Please print exactly the lines running from the one that contains "woman's forehead, the" to the end of the data, with both lines included.

→ **Dataset excerpts**:
========

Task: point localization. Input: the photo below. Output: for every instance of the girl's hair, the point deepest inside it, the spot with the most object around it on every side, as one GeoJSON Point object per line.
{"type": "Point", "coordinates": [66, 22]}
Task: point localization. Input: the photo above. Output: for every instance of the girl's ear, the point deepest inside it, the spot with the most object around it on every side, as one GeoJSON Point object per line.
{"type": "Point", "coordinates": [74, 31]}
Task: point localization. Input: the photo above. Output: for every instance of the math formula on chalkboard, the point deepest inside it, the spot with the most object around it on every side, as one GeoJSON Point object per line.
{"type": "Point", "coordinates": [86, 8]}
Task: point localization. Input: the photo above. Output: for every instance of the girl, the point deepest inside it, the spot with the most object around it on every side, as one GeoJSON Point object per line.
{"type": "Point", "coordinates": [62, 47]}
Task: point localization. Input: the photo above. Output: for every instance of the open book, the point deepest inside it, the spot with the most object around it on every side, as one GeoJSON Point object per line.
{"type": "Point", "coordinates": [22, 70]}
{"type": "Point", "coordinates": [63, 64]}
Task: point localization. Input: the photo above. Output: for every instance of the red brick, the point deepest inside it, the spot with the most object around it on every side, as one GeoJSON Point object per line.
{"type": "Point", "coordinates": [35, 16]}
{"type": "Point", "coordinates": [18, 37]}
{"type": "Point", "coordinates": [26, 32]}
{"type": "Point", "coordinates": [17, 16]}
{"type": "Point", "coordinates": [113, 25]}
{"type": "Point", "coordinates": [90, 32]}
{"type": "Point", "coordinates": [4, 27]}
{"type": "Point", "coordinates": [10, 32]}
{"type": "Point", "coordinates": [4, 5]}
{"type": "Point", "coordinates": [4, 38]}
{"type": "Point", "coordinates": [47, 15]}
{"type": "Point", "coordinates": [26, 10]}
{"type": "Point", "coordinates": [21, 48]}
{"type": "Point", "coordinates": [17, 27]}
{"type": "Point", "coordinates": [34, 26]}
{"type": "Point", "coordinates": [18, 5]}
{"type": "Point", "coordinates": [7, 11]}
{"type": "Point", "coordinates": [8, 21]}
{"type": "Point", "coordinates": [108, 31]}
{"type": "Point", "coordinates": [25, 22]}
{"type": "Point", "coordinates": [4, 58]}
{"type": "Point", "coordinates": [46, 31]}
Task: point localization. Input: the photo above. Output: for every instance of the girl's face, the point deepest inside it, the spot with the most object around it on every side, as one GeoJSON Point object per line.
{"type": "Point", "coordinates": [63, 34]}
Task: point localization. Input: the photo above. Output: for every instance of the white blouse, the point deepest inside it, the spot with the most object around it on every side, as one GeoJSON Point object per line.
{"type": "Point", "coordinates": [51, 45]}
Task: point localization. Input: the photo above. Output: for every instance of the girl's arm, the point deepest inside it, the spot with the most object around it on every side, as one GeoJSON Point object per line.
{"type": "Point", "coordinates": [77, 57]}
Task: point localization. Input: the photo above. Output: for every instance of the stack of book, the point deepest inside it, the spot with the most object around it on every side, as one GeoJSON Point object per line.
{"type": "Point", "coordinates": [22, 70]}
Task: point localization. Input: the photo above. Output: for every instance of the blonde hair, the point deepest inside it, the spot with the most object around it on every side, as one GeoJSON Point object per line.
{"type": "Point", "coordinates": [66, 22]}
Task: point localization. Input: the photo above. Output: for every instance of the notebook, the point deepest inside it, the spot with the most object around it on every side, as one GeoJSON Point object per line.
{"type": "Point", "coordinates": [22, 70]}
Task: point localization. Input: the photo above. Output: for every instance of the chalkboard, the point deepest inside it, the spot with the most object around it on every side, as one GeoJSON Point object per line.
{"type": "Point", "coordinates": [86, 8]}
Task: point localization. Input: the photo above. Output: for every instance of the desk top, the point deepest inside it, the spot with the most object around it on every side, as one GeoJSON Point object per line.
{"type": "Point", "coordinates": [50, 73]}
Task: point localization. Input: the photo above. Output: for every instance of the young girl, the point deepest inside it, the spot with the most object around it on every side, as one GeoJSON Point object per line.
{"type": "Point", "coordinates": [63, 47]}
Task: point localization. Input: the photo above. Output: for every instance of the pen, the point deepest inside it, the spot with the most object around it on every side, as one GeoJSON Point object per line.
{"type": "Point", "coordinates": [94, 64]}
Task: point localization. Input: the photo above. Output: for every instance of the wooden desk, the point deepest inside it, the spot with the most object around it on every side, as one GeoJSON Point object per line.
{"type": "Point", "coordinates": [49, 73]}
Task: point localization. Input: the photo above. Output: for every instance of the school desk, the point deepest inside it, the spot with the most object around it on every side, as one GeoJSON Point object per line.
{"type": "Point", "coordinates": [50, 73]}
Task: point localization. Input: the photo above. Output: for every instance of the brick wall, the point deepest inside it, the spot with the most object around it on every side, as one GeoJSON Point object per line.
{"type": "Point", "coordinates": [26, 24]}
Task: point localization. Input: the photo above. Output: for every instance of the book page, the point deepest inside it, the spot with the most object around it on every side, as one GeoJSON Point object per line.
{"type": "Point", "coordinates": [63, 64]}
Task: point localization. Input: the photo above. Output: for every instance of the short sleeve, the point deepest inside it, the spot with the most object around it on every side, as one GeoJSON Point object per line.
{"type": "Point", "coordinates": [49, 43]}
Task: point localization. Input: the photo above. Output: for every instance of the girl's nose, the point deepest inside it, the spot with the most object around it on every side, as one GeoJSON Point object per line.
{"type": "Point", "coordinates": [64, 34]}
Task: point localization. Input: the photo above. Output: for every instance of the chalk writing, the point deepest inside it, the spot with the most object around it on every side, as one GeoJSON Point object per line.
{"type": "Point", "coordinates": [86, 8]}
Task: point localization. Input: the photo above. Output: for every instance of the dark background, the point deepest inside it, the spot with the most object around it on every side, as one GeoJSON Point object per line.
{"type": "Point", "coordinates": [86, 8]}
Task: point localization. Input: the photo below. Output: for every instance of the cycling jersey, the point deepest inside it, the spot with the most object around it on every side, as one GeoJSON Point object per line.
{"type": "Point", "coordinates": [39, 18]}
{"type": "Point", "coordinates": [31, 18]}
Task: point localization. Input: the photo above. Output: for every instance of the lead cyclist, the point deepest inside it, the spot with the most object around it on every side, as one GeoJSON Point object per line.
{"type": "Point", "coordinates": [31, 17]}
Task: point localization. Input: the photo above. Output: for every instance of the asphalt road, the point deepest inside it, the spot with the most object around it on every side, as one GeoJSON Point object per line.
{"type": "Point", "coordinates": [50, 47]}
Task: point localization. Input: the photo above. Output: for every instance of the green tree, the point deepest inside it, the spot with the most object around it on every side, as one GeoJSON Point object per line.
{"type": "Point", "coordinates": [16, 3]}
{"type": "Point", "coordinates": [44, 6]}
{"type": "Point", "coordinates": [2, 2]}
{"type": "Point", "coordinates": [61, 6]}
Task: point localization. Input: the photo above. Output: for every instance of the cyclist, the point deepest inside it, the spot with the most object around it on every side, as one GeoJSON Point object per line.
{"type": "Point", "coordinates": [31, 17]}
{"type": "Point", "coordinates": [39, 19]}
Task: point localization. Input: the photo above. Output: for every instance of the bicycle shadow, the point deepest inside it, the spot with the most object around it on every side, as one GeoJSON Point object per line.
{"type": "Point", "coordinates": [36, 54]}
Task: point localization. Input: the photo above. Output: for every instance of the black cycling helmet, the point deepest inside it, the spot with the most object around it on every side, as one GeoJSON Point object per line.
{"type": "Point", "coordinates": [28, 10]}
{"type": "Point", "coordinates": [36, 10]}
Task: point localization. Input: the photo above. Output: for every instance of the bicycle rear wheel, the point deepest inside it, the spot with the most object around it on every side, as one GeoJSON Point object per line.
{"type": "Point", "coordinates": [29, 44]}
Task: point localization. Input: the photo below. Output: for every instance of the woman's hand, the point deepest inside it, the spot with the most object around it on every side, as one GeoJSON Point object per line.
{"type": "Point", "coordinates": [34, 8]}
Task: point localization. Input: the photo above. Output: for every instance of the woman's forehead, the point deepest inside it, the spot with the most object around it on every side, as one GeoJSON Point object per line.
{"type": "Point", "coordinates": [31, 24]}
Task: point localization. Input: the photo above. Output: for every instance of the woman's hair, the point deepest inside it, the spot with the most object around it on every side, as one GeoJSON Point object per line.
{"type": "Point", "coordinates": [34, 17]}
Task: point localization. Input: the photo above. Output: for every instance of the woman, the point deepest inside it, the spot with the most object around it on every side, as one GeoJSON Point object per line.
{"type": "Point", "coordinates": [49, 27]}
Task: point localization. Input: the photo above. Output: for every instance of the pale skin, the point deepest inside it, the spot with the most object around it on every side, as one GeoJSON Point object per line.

========

→ **Complete output**:
Task: point localization. Input: the photo above. Output: for every instance of the woman's forehead, the point deepest inside it, the spot with the most object around it on every side, as one GeoJSON Point object per line.
{"type": "Point", "coordinates": [31, 24]}
Task: point localization. Input: the photo above. Output: for every instance of the woman's hair, the point deepest inside it, the spot with the most object around it on every side, as one GeoJSON Point object per line.
{"type": "Point", "coordinates": [34, 17]}
Task: point localization. Input: the photo above. Output: for every instance of the woman, the point deepest inside it, the spot with the most object around it on every side, as one GeoJSON Point object per line.
{"type": "Point", "coordinates": [49, 27]}
Task: point localization. Input: the photo above. Output: for every instance of the pale skin, the point deepest inside it, the spot with the most object around it on every side, as one GeoJSON Point object per line.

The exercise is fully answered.